**ЗАДАНИЕ**. Перепишите все строки ниже без единого изменения.

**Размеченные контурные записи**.
--------------------------------

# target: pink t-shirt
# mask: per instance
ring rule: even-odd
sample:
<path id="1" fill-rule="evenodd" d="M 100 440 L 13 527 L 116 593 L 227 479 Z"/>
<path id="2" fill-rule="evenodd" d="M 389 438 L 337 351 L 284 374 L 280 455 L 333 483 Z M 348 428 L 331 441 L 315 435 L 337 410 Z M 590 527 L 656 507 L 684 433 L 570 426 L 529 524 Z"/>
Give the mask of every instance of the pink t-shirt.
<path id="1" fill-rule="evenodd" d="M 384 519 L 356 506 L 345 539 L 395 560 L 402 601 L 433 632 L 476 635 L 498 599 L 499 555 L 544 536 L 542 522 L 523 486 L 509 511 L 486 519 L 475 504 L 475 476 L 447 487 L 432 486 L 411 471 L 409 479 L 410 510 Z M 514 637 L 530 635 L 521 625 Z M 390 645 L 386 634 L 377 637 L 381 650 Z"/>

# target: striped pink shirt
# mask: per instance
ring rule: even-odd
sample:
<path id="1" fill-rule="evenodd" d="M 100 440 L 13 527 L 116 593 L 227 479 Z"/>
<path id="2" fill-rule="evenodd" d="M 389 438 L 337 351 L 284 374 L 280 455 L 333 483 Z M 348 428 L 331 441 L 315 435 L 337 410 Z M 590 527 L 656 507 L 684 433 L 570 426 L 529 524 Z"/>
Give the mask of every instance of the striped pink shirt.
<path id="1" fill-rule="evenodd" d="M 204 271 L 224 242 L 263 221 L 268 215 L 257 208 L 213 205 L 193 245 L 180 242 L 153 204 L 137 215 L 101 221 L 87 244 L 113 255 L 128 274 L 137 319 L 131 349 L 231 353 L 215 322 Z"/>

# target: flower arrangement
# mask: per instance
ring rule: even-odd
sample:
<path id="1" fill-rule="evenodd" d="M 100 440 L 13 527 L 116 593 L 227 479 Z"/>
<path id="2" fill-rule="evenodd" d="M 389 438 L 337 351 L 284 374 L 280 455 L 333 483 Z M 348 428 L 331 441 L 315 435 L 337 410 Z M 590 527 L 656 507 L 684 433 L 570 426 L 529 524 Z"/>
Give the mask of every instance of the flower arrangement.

--------------------------------

**РЕШЕНИЕ ЗАДАНИЯ**.
# target: pink t-shirt
# mask: per instance
ring rule: even-odd
sample:
<path id="1" fill-rule="evenodd" d="M 100 440 L 13 527 L 116 593 L 227 479 Z"/>
<path id="2" fill-rule="evenodd" d="M 389 438 L 337 351 L 284 374 L 280 455 L 333 483 Z M 348 428 L 331 441 L 315 435 L 337 410 Z M 590 527 L 656 507 L 684 433 L 570 426 L 529 524 Z"/>
Give the mask of every instance of the pink t-shirt.
<path id="1" fill-rule="evenodd" d="M 384 519 L 356 506 L 345 539 L 395 560 L 402 601 L 433 632 L 476 635 L 498 599 L 499 555 L 544 536 L 542 522 L 523 486 L 509 511 L 486 519 L 475 504 L 475 476 L 447 487 L 432 486 L 411 471 L 409 479 L 410 510 Z M 514 637 L 530 635 L 521 625 Z M 390 645 L 386 634 L 377 637 L 381 650 Z"/>

# target: striped pink shirt
# mask: per instance
ring rule: even-odd
sample:
<path id="1" fill-rule="evenodd" d="M 100 440 L 13 527 L 116 593 L 227 479 Z"/>
<path id="2" fill-rule="evenodd" d="M 389 438 L 337 351 L 284 374 L 280 455 L 333 483 Z M 348 428 L 331 441 L 315 435 L 337 410 Z M 590 527 L 656 507 L 684 433 L 570 426 L 529 524 Z"/>
Give the mask of every instance of the striped pink shirt.
<path id="1" fill-rule="evenodd" d="M 204 271 L 224 242 L 263 221 L 268 215 L 257 208 L 213 205 L 193 245 L 180 242 L 153 204 L 137 215 L 101 221 L 87 244 L 113 255 L 128 274 L 137 319 L 131 349 L 231 353 L 215 322 Z"/>

# target: flower arrangement
# mask: per instance
ring rule: even-odd
sample:
<path id="1" fill-rule="evenodd" d="M 100 440 L 13 527 L 116 593 L 227 479 Z"/>
<path id="2" fill-rule="evenodd" d="M 389 438 L 337 351 L 284 374 L 280 455 L 333 483 Z M 348 428 L 331 441 L 315 435 L 337 410 Z M 590 527 L 656 507 L 684 433 L 570 426 L 529 524 Z"/>
Give the mask of every instance of the flower arrangement.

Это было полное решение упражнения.